▶ _Exercise requirements_
Exactly as shown below, retype every line of the data.

Extracted data entries
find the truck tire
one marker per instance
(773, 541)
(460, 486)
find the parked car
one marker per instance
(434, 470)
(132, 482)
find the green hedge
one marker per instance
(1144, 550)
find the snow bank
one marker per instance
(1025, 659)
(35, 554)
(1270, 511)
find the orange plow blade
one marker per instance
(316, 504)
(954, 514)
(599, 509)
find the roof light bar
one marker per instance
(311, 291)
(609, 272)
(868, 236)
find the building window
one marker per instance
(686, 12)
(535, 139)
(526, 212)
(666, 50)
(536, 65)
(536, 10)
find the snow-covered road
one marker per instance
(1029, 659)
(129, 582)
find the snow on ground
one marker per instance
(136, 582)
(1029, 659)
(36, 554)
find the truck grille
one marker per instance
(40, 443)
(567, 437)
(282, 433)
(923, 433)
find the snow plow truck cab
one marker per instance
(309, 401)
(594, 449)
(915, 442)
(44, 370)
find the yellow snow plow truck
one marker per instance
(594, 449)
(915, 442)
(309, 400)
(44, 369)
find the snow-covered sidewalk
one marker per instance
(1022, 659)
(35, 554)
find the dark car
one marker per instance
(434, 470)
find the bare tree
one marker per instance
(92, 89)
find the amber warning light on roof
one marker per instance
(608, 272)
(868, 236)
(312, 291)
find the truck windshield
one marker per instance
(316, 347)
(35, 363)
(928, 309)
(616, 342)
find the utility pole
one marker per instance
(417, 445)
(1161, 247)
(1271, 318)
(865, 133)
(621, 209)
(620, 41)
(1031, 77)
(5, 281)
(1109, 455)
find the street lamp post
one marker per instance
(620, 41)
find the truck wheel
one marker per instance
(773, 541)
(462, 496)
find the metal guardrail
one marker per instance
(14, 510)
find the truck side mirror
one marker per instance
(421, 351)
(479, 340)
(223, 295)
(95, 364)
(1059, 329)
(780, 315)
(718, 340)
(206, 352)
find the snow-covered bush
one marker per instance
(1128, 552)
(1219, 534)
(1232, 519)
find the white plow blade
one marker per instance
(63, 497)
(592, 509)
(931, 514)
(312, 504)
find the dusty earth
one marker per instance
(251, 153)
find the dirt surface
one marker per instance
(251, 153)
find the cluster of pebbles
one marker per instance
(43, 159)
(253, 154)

▶ _Answer box_
find the truck tire
one marker per instance
(773, 541)
(460, 486)
find the parked car
one marker per instance
(434, 470)
(132, 482)
find the green hedge
one marker per instance
(1144, 550)
find the snow bank
one marker per instance
(1025, 659)
(35, 554)
(1270, 511)
find the orange plow blade
one marker per instance
(316, 504)
(954, 514)
(599, 509)
find the roof light bar
one marker per instance
(311, 291)
(609, 272)
(868, 236)
find the building window
one marker per instance
(686, 12)
(535, 139)
(526, 212)
(666, 50)
(536, 65)
(536, 10)
find the snow-covered road
one marker per instance
(1029, 659)
(129, 582)
find the snow on ground
one marker per instance
(136, 582)
(1029, 659)
(36, 554)
find the truck grille
one marker per instance
(40, 443)
(567, 437)
(282, 433)
(923, 433)
find the snow plow truck cab
one marker per instance
(309, 401)
(594, 449)
(915, 442)
(44, 370)
find the yellow snow plow truck
one marker per instance
(594, 449)
(915, 442)
(309, 400)
(44, 369)
find the snow-covered sidewalk
one marker per instance
(1022, 659)
(35, 554)
find the dark car
one marker per instance
(434, 470)
find the bare tree
one marker per instance
(92, 89)
find the amber warning light on roof
one marker per instance
(608, 272)
(868, 236)
(312, 291)
find the truck windshield
one marker per instance
(316, 347)
(35, 363)
(928, 309)
(616, 342)
find the utility pole
one marker per instance
(417, 445)
(1161, 247)
(1271, 318)
(865, 133)
(621, 209)
(620, 41)
(1031, 77)
(5, 281)
(1109, 455)
find the street lamp post
one marker per instance
(620, 41)
find the truck wheel
one marker per instance
(773, 541)
(462, 496)
find the metal guardrail
one marker per instance
(14, 510)
find the truck side mirror
one marker per instance
(421, 351)
(479, 340)
(223, 295)
(95, 364)
(1059, 329)
(780, 315)
(718, 340)
(206, 352)
find the snow-covered bush
one marker per instance
(1128, 552)
(1219, 534)
(1232, 519)
find the white plow blade
one marker per instance
(63, 497)
(592, 509)
(931, 514)
(312, 504)
find the dusty earth
one marker per instance
(251, 153)
find the dirt surface
one marker per instance
(251, 153)
find the cluster of pebbles
one marker per instance
(43, 159)
(253, 154)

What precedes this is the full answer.